▸ WHAT YOU ARE ASKED TO DO
Reproduce the rows between the lines holding "Q: Tag one point on each instance of the scoreboard" and "(1109, 510)", inclusive, substituting "ice hockey" for each occurrence of "hockey" and keeping everything else unchanged.

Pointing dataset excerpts
|---|

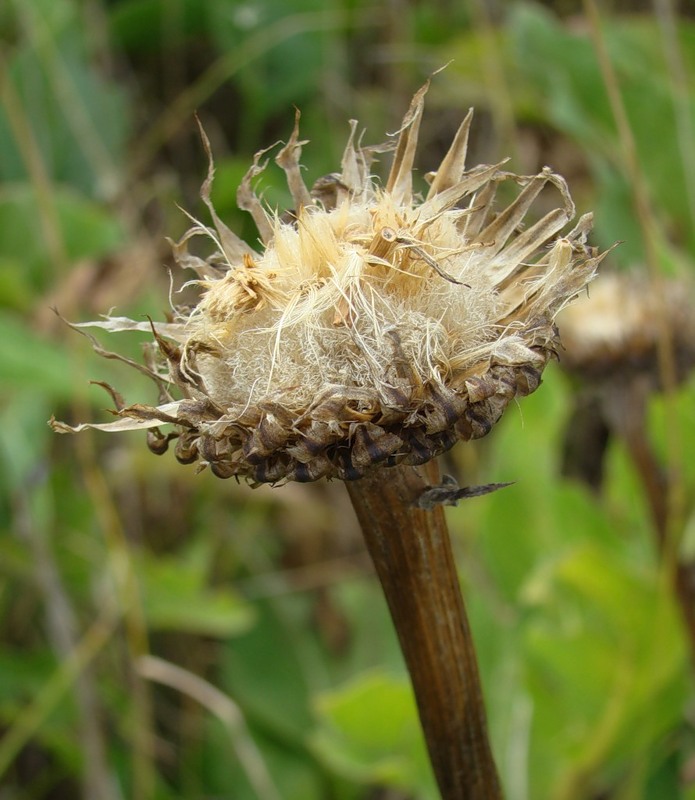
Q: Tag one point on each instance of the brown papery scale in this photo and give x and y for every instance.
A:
(372, 330)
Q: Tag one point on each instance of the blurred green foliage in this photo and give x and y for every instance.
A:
(266, 595)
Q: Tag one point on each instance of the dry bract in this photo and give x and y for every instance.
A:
(373, 327)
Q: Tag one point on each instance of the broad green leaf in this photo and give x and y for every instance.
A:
(369, 731)
(177, 596)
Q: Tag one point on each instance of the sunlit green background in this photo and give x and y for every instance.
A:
(126, 578)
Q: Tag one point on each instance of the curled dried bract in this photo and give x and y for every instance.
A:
(373, 327)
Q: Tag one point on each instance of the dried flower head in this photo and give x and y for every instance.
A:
(373, 327)
(613, 334)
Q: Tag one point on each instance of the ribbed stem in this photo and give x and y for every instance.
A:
(412, 555)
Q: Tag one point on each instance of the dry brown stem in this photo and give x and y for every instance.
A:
(412, 554)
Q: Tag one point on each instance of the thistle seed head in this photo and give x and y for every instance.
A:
(372, 327)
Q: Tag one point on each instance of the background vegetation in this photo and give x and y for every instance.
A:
(165, 635)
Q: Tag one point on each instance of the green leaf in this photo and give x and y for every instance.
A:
(177, 596)
(84, 230)
(369, 731)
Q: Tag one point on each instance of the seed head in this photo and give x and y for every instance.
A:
(372, 327)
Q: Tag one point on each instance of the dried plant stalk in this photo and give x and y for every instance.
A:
(412, 555)
(372, 330)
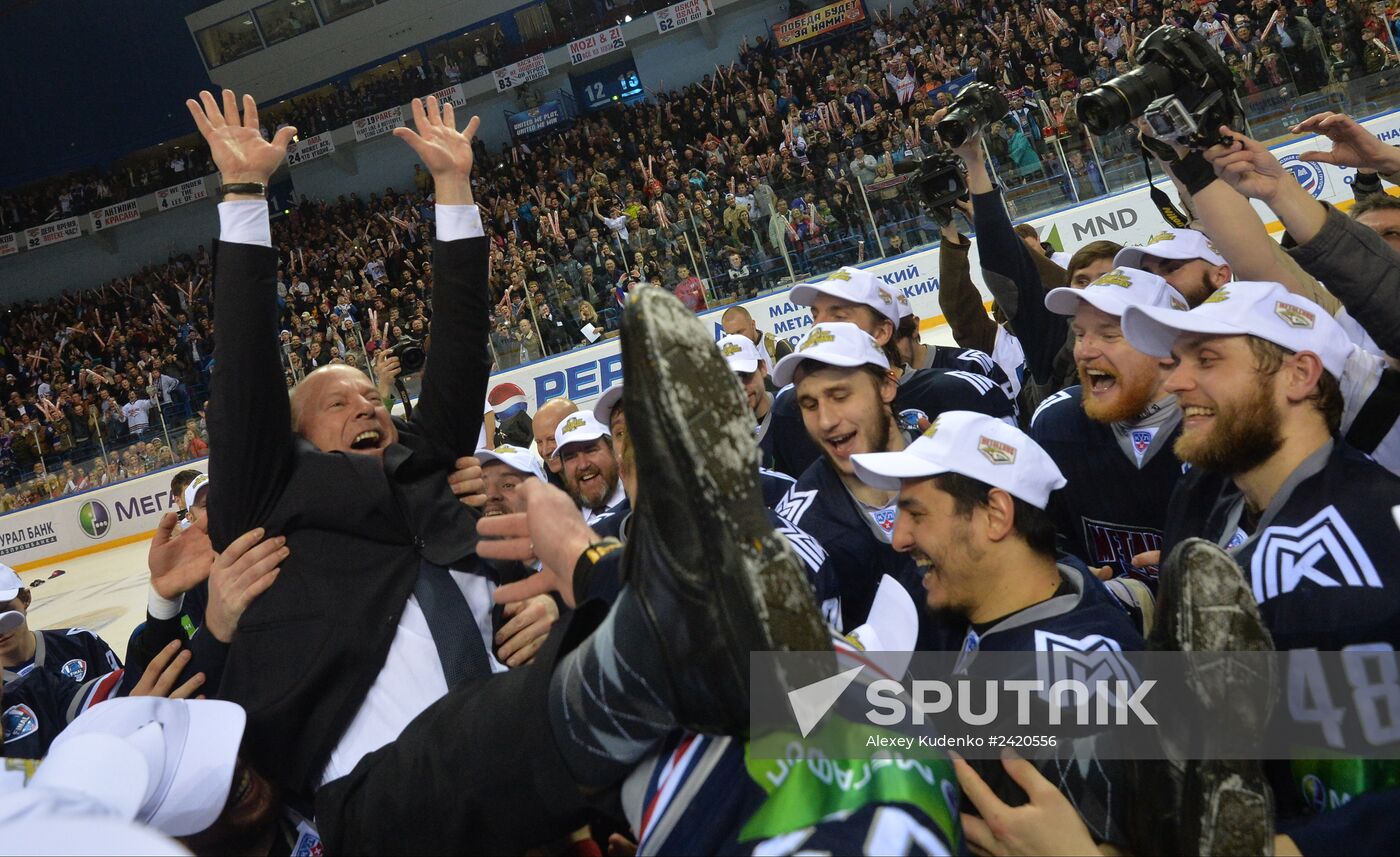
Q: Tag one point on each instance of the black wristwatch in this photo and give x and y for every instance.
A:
(256, 188)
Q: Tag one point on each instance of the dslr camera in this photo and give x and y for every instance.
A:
(938, 181)
(410, 356)
(972, 112)
(1180, 87)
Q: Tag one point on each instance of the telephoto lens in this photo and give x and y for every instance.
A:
(1123, 98)
(972, 112)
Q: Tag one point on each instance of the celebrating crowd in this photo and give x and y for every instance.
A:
(417, 637)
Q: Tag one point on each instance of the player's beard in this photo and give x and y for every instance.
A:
(1133, 392)
(1242, 436)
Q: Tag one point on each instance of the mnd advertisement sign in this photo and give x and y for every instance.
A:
(599, 44)
(525, 70)
(679, 14)
(310, 149)
(819, 21)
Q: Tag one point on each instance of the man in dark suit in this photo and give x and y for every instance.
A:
(382, 605)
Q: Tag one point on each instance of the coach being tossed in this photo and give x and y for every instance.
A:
(359, 635)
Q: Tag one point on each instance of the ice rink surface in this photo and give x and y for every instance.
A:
(104, 593)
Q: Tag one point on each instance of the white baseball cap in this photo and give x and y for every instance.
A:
(606, 402)
(193, 488)
(514, 458)
(850, 284)
(833, 343)
(578, 429)
(1171, 244)
(902, 304)
(739, 353)
(189, 748)
(1115, 291)
(10, 583)
(972, 444)
(1245, 308)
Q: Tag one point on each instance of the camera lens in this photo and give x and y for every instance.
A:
(1123, 98)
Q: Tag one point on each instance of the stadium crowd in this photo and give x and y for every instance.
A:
(416, 637)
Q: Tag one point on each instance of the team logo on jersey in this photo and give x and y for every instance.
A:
(1309, 175)
(18, 723)
(1115, 277)
(1292, 315)
(815, 338)
(94, 520)
(1320, 551)
(1089, 660)
(996, 451)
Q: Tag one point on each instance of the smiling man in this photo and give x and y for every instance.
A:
(844, 389)
(972, 513)
(1112, 434)
(588, 464)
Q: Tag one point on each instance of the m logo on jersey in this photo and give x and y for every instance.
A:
(1089, 660)
(816, 338)
(1320, 551)
(996, 451)
(1294, 317)
(18, 721)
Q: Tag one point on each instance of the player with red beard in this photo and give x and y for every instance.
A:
(1112, 434)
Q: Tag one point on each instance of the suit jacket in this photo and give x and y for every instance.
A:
(357, 527)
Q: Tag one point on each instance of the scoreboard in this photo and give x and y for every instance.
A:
(612, 84)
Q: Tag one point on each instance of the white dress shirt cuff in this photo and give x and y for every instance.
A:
(245, 221)
(459, 221)
(164, 608)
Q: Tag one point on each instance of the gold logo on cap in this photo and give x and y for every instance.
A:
(996, 451)
(816, 338)
(1294, 317)
(1115, 277)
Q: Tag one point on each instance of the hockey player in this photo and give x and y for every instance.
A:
(972, 511)
(1112, 434)
(73, 651)
(1257, 377)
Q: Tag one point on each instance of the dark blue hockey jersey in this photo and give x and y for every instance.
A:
(73, 651)
(1081, 618)
(1322, 565)
(1109, 510)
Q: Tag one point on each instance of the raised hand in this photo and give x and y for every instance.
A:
(1249, 167)
(1351, 144)
(179, 563)
(235, 143)
(444, 150)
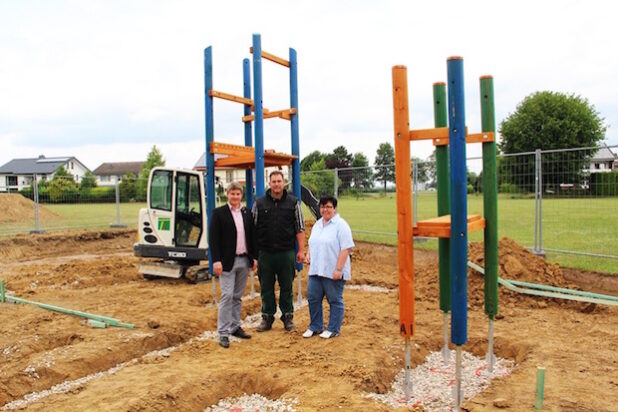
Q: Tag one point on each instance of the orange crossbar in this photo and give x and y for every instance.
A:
(243, 157)
(441, 226)
(484, 137)
(231, 97)
(428, 134)
(272, 58)
(282, 114)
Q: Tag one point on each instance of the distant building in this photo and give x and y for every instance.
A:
(18, 174)
(604, 160)
(108, 173)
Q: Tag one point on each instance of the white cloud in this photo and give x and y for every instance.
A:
(117, 77)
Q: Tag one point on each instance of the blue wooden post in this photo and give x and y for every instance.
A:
(210, 159)
(248, 131)
(259, 115)
(459, 212)
(294, 130)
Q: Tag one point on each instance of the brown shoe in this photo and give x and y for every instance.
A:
(266, 324)
(288, 322)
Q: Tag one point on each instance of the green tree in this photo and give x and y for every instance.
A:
(155, 158)
(128, 187)
(550, 120)
(363, 177)
(310, 159)
(62, 188)
(384, 164)
(341, 159)
(88, 181)
(319, 180)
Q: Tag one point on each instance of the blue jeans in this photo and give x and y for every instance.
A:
(317, 288)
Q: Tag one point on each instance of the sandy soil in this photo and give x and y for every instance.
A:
(95, 272)
(16, 208)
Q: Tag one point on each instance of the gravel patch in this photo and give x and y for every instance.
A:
(433, 382)
(255, 402)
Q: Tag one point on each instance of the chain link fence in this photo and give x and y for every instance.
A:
(558, 201)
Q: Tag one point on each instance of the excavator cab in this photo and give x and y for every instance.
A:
(172, 228)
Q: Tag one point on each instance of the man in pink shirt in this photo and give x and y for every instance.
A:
(231, 239)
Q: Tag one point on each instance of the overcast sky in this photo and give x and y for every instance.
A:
(106, 80)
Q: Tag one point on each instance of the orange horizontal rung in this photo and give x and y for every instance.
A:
(484, 137)
(428, 134)
(441, 226)
(282, 114)
(231, 97)
(243, 157)
(229, 149)
(272, 58)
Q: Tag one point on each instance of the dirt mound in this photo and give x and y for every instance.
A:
(31, 247)
(16, 208)
(517, 263)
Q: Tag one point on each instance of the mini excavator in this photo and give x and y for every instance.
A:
(172, 230)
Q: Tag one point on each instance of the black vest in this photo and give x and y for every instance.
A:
(276, 223)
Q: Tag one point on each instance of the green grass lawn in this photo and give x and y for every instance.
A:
(584, 225)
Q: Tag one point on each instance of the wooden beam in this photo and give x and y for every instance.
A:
(484, 137)
(282, 114)
(231, 97)
(272, 58)
(229, 149)
(428, 134)
(441, 226)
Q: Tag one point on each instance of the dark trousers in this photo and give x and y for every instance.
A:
(277, 266)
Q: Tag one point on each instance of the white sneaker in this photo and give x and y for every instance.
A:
(309, 333)
(328, 334)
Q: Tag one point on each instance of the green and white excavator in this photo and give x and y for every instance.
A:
(172, 230)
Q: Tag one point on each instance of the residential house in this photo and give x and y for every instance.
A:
(604, 160)
(107, 174)
(19, 174)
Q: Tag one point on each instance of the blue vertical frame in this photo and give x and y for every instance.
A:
(259, 115)
(294, 132)
(209, 119)
(459, 212)
(246, 72)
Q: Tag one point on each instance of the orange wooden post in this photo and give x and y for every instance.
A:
(403, 180)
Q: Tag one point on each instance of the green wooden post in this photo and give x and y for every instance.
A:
(540, 387)
(490, 198)
(444, 203)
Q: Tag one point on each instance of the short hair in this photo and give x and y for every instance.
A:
(276, 172)
(234, 185)
(328, 199)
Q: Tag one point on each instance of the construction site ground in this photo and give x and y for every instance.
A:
(168, 362)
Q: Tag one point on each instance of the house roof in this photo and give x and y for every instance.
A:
(118, 168)
(39, 165)
(604, 154)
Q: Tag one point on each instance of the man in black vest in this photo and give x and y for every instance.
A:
(231, 239)
(279, 226)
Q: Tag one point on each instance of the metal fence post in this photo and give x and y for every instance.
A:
(538, 204)
(117, 224)
(414, 192)
(35, 196)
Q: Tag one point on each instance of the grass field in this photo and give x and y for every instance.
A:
(585, 225)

|---|

▸ RESPONSE
Q: Tag one point on each instance of the scoreboard in this photo and give x and y for every instance.
A:
(612, 84)
Q: Tag one point on each instance of the white dress shirt cuff in this photo and give x and y for every instance.
A:
(245, 221)
(459, 221)
(164, 608)
Q: Tag one point on each instance of the gold logo on cap in this photo and give x and y for every instance.
A:
(996, 451)
(816, 338)
(1294, 317)
(1115, 277)
Q: Tag one point on each instance of the ice hockey player in this photo and give x and y for every instance.
A:
(972, 511)
(1112, 434)
(73, 651)
(1257, 377)
Q: Tag one point on each instance of the dark blue ice hockey jersey in this photo and give x and y for every instance.
A:
(73, 651)
(1081, 618)
(1322, 565)
(1109, 510)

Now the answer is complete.